Task data —
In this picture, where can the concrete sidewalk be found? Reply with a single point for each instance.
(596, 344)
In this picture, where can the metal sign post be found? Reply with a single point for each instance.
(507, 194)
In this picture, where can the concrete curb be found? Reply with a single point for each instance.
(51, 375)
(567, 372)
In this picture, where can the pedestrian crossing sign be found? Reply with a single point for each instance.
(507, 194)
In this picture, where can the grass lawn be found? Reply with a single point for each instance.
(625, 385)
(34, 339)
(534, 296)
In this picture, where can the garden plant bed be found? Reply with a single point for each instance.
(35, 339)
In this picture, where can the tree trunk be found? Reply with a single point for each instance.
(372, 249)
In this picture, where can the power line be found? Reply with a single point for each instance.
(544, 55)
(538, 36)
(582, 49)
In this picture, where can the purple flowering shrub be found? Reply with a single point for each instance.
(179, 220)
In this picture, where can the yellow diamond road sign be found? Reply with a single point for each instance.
...
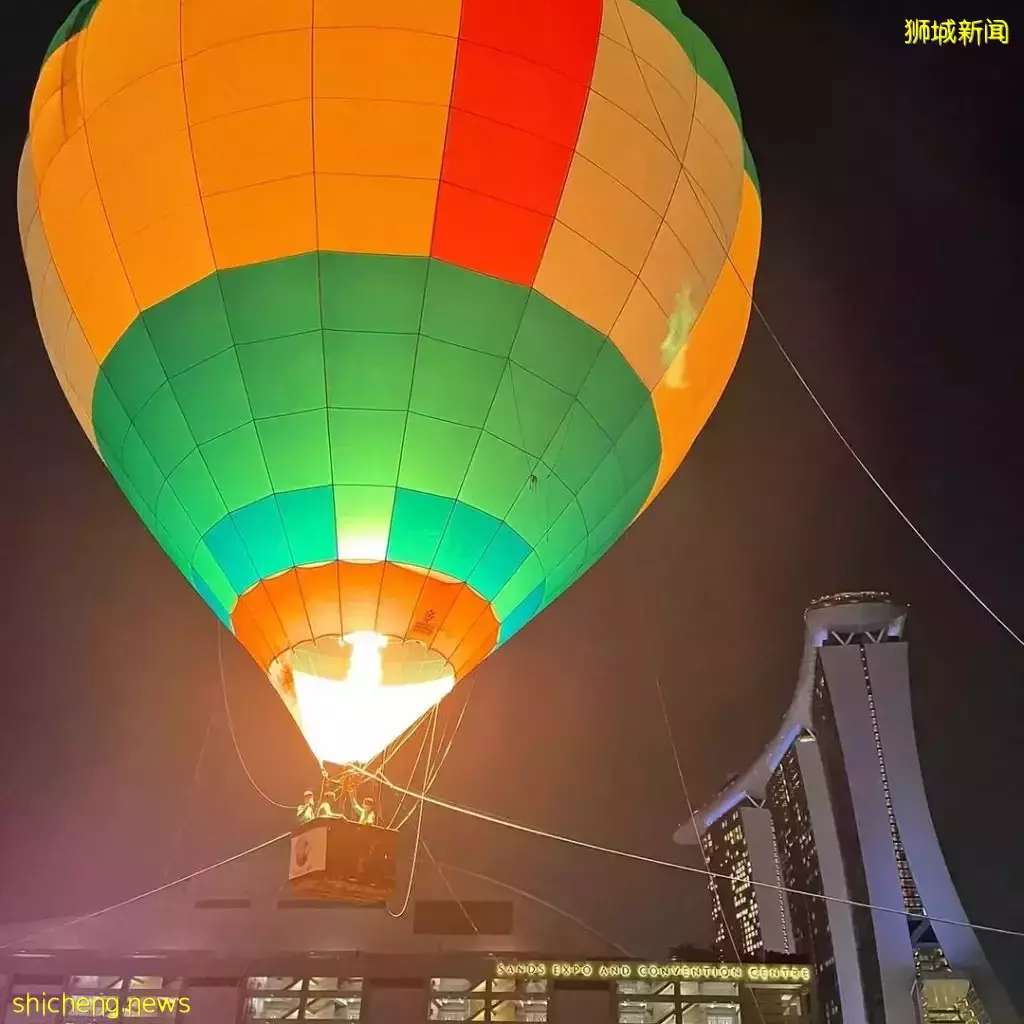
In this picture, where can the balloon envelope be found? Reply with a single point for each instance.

Prompt —
Find the line with "In this picture, where can the concrete sidewalk" in the material above. Reproduce it and each line after it up to and including the line with "In this picture, where can the yellow".

Written reply —
In this picture, where can the concrete sidewalk be found? Reply with a single point for each instance.
(596, 344)
In this picture, where can the metal sign post be found? Reply with a single point for each instance.
(507, 194)
In this picture, where can the concrete curb be found? Reply with a single point for each instance.
(51, 375)
(567, 372)
In this picture, where can the pedestrian crossing sign be found? Reply with a single point for each instance.
(507, 194)
In this picture, where can the grass lawn be found? Reply with a single point for each instance.
(625, 385)
(34, 339)
(534, 296)
In this picture, where can the garden plant bed be found? Reply with a single point for each instance.
(35, 339)
In this picture, where can the tree trunk be found? Reply with a single point for each instance.
(372, 249)
In this picture, where can the power line be found? Reply with a single point for each instance.
(544, 55)
(538, 36)
(582, 49)
In this picture, where can the purple flowering shrub be found? Reply with a single point for each instance.
(179, 220)
In this picture, where can the yellow diamond road sign be found? Reply with a single point for each instance.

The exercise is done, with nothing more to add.